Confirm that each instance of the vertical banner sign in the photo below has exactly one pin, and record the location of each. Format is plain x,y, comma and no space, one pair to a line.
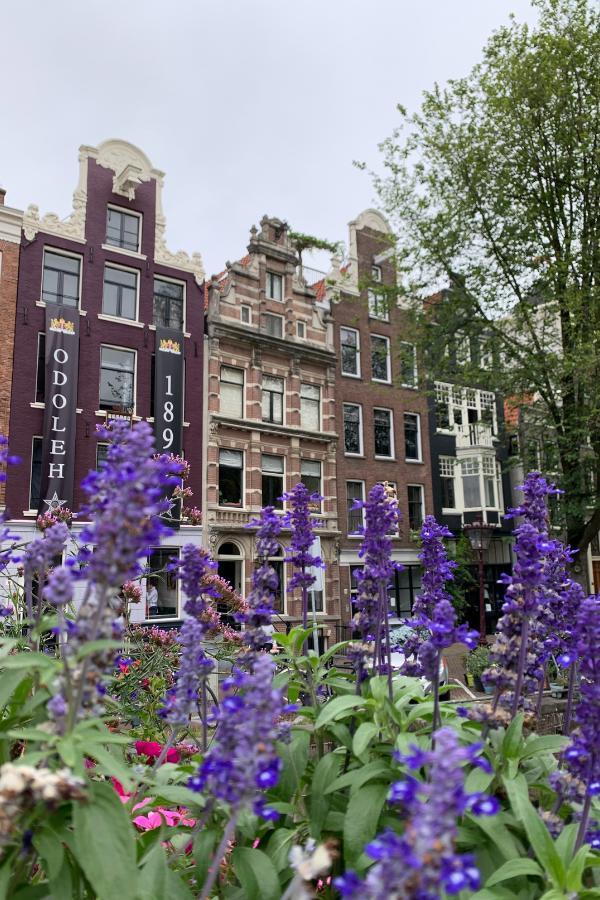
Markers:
60,416
168,396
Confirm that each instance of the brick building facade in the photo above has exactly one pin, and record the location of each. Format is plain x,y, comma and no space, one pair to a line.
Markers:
381,411
271,412
107,272
10,244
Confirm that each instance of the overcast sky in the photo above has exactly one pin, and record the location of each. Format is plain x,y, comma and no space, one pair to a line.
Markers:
249,106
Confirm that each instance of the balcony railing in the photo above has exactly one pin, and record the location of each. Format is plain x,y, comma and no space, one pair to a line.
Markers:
475,434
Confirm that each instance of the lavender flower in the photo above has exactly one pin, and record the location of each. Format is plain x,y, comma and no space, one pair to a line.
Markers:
242,762
301,522
422,862
125,500
260,600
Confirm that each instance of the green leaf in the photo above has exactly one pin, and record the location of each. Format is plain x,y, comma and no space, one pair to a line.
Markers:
362,817
105,843
546,743
204,846
513,869
336,707
513,738
363,737
355,778
539,837
324,774
256,873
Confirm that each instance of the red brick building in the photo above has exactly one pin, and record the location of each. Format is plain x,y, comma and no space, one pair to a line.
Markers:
381,406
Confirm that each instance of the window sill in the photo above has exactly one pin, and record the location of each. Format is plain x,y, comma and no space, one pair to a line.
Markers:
42,303
38,405
120,321
133,254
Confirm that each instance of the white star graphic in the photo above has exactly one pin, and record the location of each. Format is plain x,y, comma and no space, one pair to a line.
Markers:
54,502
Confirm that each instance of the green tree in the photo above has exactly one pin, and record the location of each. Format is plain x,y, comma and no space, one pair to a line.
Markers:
493,189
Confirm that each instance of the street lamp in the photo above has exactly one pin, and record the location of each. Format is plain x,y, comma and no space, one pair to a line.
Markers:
480,535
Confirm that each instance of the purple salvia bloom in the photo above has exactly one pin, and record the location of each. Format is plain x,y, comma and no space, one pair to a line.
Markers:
125,500
261,598
422,862
242,760
301,521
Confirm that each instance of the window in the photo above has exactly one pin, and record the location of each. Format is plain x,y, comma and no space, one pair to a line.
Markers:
352,429
408,364
161,584
378,308
274,286
231,467
383,432
35,482
122,229
355,490
60,282
40,375
447,468
415,506
168,304
412,436
119,297
272,399
310,476
272,481
117,379
232,392
273,325
380,358
350,344
470,480
310,407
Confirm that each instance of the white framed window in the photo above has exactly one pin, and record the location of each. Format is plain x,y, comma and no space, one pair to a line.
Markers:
412,437
123,229
231,391
378,306
169,303
380,358
310,476
310,407
117,379
61,277
273,324
355,490
273,393
272,480
231,477
350,351
408,364
448,481
353,442
120,293
383,432
416,506
274,286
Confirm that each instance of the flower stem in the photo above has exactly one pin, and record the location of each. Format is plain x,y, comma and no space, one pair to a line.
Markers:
221,850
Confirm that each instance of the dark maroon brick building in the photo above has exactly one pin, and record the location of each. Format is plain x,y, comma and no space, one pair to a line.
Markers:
103,279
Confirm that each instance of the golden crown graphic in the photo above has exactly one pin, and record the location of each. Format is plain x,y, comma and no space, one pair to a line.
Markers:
62,325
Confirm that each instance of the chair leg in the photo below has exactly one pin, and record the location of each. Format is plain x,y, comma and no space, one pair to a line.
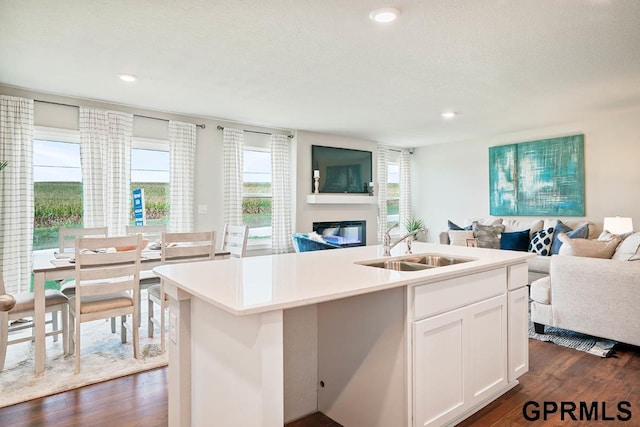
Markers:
150,318
4,338
77,343
65,329
136,335
123,329
54,324
162,309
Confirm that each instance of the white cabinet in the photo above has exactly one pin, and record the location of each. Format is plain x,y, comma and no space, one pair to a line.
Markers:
459,359
518,332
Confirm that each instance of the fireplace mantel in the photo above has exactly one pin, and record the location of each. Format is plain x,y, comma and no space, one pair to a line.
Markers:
339,199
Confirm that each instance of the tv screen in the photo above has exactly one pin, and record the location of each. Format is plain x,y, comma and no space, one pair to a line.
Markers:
342,170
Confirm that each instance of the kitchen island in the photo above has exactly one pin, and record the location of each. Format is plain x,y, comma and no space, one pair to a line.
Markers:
261,341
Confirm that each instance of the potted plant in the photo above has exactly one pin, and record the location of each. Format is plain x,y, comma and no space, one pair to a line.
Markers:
414,224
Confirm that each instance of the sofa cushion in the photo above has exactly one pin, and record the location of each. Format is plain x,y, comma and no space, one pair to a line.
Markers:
459,237
579,233
541,290
587,248
541,242
539,264
628,249
515,240
488,235
453,226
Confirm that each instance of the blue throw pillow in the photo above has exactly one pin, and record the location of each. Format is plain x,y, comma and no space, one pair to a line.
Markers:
515,241
456,227
579,233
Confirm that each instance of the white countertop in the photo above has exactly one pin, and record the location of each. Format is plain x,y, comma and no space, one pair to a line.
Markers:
274,282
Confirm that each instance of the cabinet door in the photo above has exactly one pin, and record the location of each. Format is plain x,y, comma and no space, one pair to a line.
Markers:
518,326
487,348
440,367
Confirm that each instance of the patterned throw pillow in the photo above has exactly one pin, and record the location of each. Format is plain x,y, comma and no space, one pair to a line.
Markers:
488,235
579,233
453,226
541,242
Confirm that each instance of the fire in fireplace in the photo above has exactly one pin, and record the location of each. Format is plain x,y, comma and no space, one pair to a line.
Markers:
343,233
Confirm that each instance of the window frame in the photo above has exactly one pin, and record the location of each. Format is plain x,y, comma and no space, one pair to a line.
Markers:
266,243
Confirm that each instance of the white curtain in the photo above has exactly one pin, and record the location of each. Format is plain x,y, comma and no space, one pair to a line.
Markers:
233,146
281,195
16,192
405,188
383,161
105,155
182,152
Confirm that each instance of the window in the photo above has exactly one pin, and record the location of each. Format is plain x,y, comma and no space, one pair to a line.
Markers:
256,192
57,187
393,191
150,171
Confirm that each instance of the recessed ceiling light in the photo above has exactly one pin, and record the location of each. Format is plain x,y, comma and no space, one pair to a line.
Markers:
384,15
127,78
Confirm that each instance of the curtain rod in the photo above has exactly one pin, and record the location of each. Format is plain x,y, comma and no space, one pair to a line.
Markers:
253,131
201,126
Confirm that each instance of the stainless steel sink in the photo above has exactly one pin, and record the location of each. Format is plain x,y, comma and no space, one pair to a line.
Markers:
398,265
415,262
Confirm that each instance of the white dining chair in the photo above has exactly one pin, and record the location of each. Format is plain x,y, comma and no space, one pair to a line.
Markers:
177,247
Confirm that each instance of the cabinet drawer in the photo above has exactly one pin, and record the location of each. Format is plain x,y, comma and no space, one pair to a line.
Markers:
-- -- --
▶ _STATED EXERCISE_: Extract all the entries word for word; omit any pictures.

▶ _THE SOLUTION_:
Confirm that each instance of the vertical banner sign in the photo below has exactly one pin, and record the location of each. Format is plain x,y, comma and no space, one pair to a line.
Markers:
60,416
168,396
Confirm that each instance of the brick building facade in the photo above has exactly one pin, and record the location of each. Format is plain x,y, comma and no space, one pair to a line.
Markers:
381,411
271,412
107,272
10,244
Confirm that each instance of the overcast sky in the photo above has exactly one pin, and record the location of each. Format is plain x,y, comma and no space, one pair to a line.
Markers:
249,106
Confirm that each instance of the balcony railing in the photo above has exactly one pin, and record the location of each. Format is plain x,y, comma and no space, one pair to a line.
Markers:
475,434
Confirm that each instance of the lavender flower in the photo above has exactly one pin, and record the location of each. Format is plain x,y, comma and no space, one pair to a line.
Markers:
242,762
301,522
422,862
125,500
260,600
Confirm that each instance of the green leaf in the photo above has exactly one pin, and record the location of each. Format is plain x,y, comma and no space, one pair to a line.
Markers:
362,817
105,843
546,743
204,846
513,869
336,707
513,738
363,737
355,778
539,837
324,774
256,873
Confirm that each instance of the red brick building in the photo above has exactly one pin, and record the location of each. Format is plain x,y, comma and no space, one pair to a line.
Markers:
381,406
Confirm that each instance of the window sill in the photo above has exactly one pin, and record the location of each. Format is plain x,y, comma and no space, one pair to a line.
Markers:
42,303
38,405
120,321
133,254
Confirm that each instance of the white star graphic in the photo above has exactly one pin, and record the location of each. Format is plain x,y, comma and no space, one pair to a line.
Markers:
54,502
Confirm that each instance of the green tree in the photo above has exactly one pin, and record the location of each. Format is plain x,y, comma and no space, one pair to a line.
Markers:
493,189
Confirm that each instance of the street lamp in the photo above has exactly one pin, and record the location of each. Format is plain x,y, comma and no space, one pair to a line.
Markers:
480,535
Confirm that each instance of the purple salvia bloom in the photo above has exactly one pin, and record the location of each. Format is plain x,y, comma and no space, one pair to a line.
Markers:
125,500
261,598
422,862
242,760
301,521
Confirm that each instance of the window in the photo above has exactly one pin, and record the location of each. Format is plain x,y, comma and no space, one pair to a line.
Markers:
352,429
408,364
161,584
378,308
274,286
231,467
383,432
35,482
122,229
355,490
60,282
40,375
447,468
415,506
168,304
412,436
119,297
272,399
310,476
272,481
117,379
232,392
273,325
380,358
350,344
470,480
310,407
Confirm that each instance of the white framed window in the photo above has exactly one pin, and record the location of each. Format is plain x,y, comma and no space, one pair to a line.
Markers:
412,437
123,229
231,391
378,306
169,303
380,358
310,476
310,407
117,379
61,277
273,324
355,490
273,393
272,480
231,477
350,351
408,364
448,481
353,442
120,293
383,432
416,506
274,286
Confirm that each instance of the flower stem in the photo above has exactly one pin, and record the location of each. Format is plain x,y, comma and no space, one pair to a line.
Markers:
221,850
Confirm that each instance of the dark maroon brick building in the photo above has exactly one pin, and record the location of each. Format is plain x,y, comma and no space, one pair to a line.
Markers:
103,279
Confirm that each instance of the golden crown graphic in the photo above has exactly one pin, and record the location of each. Format is plain x,y, comma and no space, one pair to a line.
Markers:
62,325
Confirm that each instance of the chair leg in the photo below has exactly one pin, and record the location of each. Format is plain x,y, comma and no space, one pair to a line.
Markers:
150,318
4,338
77,343
65,329
136,335
123,329
54,324
162,309
Confirm that each instance of the white cabinet in the photo above has exactly one pin, and record the location of each. Format is plain x,y, comma and no space, one pair to a line.
Markers:
459,359
518,332
Confirm that each instance of the fireplace mantel in the photo above has exactly one pin, and record the location of each. Format is plain x,y, comma and no space, one pair to a line.
Markers:
339,199
Confirm that each instance of the tv screen in the photo above has exactly one pin, and record the location of each. Format is plain x,y, comma and no space, one pair to a line.
Markers:
342,170
Confirm that each instance of the kitchen island in the photo above has exactly one pin, and record the location of each. Format is plain x,y, comma and no space, one pair to a line.
Markers:
261,341
Confirm that each instance of the potted plant in the photo above has exactly one pin, and record the location of each. Format is plain x,y, comma and no space, one pair to a line.
Markers:
414,224
Confirm that each instance of the sofa cushion in the photo above has exactly one pin, and record the location of each. Format is plain x,y, comma and no space, one pair to a line.
Markers:
459,237
579,233
541,290
587,248
541,242
539,264
628,249
515,240
488,235
453,226
Confirm that each instance of the blue throw pillow in the photo above has exactly one pin, and record the location of each. Format is plain x,y, comma and no space, one pair to a line.
Markers:
515,241
456,227
579,233
Confirm that each instance of the white countertop in the photo above has exactly one pin, and record the location of each. Format is plain x,y, comma and no space, one pair to a line.
Markers:
274,282
Confirm that each instance of the cabinet door in the photo above has exactly one pin, and record the location of each. Format is plain x,y, comma and no space, one pair to a line.
Markers:
518,326
487,348
440,367
Confirm that each instance of the patterned throw pillow in the photo above has exactly one pin, and record the location of each. Format is plain x,y, comma and no space, one pair to a line.
Markers:
488,235
579,233
453,226
541,242
Confirm that each instance of the fire in fireplace in the photo above has exactly one pin, and record the location of each. Format is plain x,y, comma and no space, one pair to a line.
Markers:
343,233
Confirm that each instance of the window frame in the photo above has exactly one pin, and record the location of each. Format is plain x,y, comma and no space, one pair to a line.
Markers:
266,243
Confirm that each instance of the white curtain in the photo above has exactly one pin, and record the location of each. Format is plain x,y, comma and no space, one pair to a line.
Markers:
233,146
281,195
16,192
405,188
383,161
105,155
182,152
Confirm that each instance of the window in the photo above has exactly one pin, and record the location of each. Format is plain x,y, comma and no space, one pair to a line.
Markers:
256,192
57,187
393,191
150,171
Confirm that each instance of the recessed ceiling light in the photo above has exactly one pin, and record the location of each. Format is plain x,y, comma and no space, one pair to a line.
Markers:
384,15
127,78
Confirm that each instance of the curtain rod in the photo above has exactly one pin, and record the location of each. Format is plain x,y, comma and no space, one pair to a line.
Markers:
253,131
201,126
Confirm that each instance of the stainless steel sink in the photo above has exactly one pin, and record the location of each. Format is plain x,y, comma and no space, one pair to a line.
Markers:
398,265
415,262
Confirm that each instance of the white dining chair in the photo above has exactly one pin, and record the location of each. Format is plain x,y, comma and no space, one pair to a line.
Markers:
177,247
Confirm that each instance of the cabinet drawer in the photo above has exactly one pin, and record the location of each. Format is plain x,y, comma and no space, one pair to a line.
Markers:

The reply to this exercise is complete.